Reading passage.
+===+
One member of the board and the town planner have been consulting with officials at Williams College on a potential fix to a long-term issue: The bulk of the college's campus is in the General Residence zoning district, where the kinds of buildings the school needs do not fit the regulatory regime.
 
Much of campus was built out before the advent of zoning, and those structures are protected by the rules around pre-existing non-conformity. But a lot of the school's infrastructure has been built since the town instituted zoning under a state-mandated exception created for academia.
 
"This is how these things get permitted now: I write a scoping letter that says, 'Williams College, you cannot do this building the way you want to do because of all these reasons in zoning, which is just a 1- to 4-family zoning district that we're trying to apply to this large institution,' " Community Development Director and Town Planner Andrew Groff told the board at its Oct. 14 meeting.
 
"And then the college goes to the Zoning Board of Appeals and says, 'Here's this voluminous set of case law from the last 40 years that says, the town is wrong.' That's why it feels like the college can do whatever it wants."
 
Statutes and judicial precedents in Massachusetts make it clear that local zoning cannot "practically prohibit" an educational use.
 
The Planning Board's current exercise would eliminate the need for an appeal to a ZBA which, essentially, has to grant relief from local zoning. An overlay district would provide for more predictable development of the campus that lessens the impact on adjoining neighborhoods, planners hope.
 
"We can craft our rules on how big things can be and where it can be in a way that directs them to put the most impactful stuff in a place where the town says, 'You know what? We know you should have a field house, but it should probably go over here, not over there,' " Groff said.
 
"If you're going to build a big art museum, we don't want it to go on Southworth Street," Chair Kenneth Kuttner said, referring to the long-abandoned notion that the college's art museum, currently under construction at the Field Park rotary, would go at the corner of Southworth and Main Street.
+===+
Records.

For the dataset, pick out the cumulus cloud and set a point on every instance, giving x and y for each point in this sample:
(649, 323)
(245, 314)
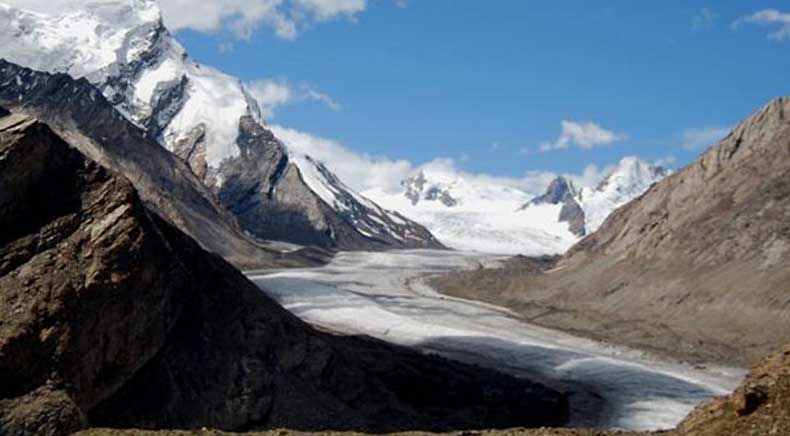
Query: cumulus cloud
(272, 94)
(698, 138)
(328, 9)
(242, 17)
(585, 135)
(363, 172)
(768, 17)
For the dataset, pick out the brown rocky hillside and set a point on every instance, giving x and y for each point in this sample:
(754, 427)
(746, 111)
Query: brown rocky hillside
(697, 266)
(113, 317)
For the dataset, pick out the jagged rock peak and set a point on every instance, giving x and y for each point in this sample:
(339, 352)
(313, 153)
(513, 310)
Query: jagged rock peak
(557, 192)
(418, 187)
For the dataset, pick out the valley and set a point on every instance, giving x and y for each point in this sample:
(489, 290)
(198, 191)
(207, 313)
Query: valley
(385, 295)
+===+
Exercise objective.
Copy out the entire passage on zoning for the Williams College campus, word for word. Rely only on the text itself.

Result below.
One member of the board and the town planner have been consulting with officials at Williams College on a potential fix to a long-term issue: The bulk of the college's campus is in the General Residence zoning district, where the kinds of buildings the school needs do not fit the regulatory regime.
 
Much of campus was built out before the advent of zoning, and those structures are protected by the rules around pre-existing non-conformity. But a lot of the school's infrastructure has been built since the town instituted zoning under a state-mandated exception created for academia.
 
"This is how these things get permitted now: I write a scoping letter that says, 'Williams College, you cannot do this building the way you want to do because of all these reasons in zoning, which is just a 1- to 4-family zoning district that we're trying to apply to this large institution,' " Community Development Director and Town Planner Andrew Groff told the board at its Oct. 14 meeting.
 
"And then the college goes to the Zoning Board of Appeals and says, 'Here's this voluminous set of case law from the last 40 years that says, the town is wrong.' That's why it feels like the college can do whatever it wants."
 
Statutes and judicial precedents in Massachusetts make it clear that local zoning cannot "practically prohibit" an educational use.
 
The Planning Board's current exercise would eliminate the need for an appeal to a ZBA which, essentially, has to grant relief from local zoning. An overlay district would provide for more predictable development of the campus that lessens the impact on adjoining neighborhoods, planners hope.
 
"We can craft our rules on how big things can be and where it can be in a way that directs them to put the most impactful stuff in a place where the town says, 'You know what? We know you should have a field house, but it should probably go over here, not over there,' " Groff said.
 
"If you're going to build a big art museum, we don't want it to go on Southworth Street," Chair Kenneth Kuttner said, referring to the long-abandoned notion that the college's art museum, currently under construction at the Field Park rotary, would go at the corner of Southworth and Main Street.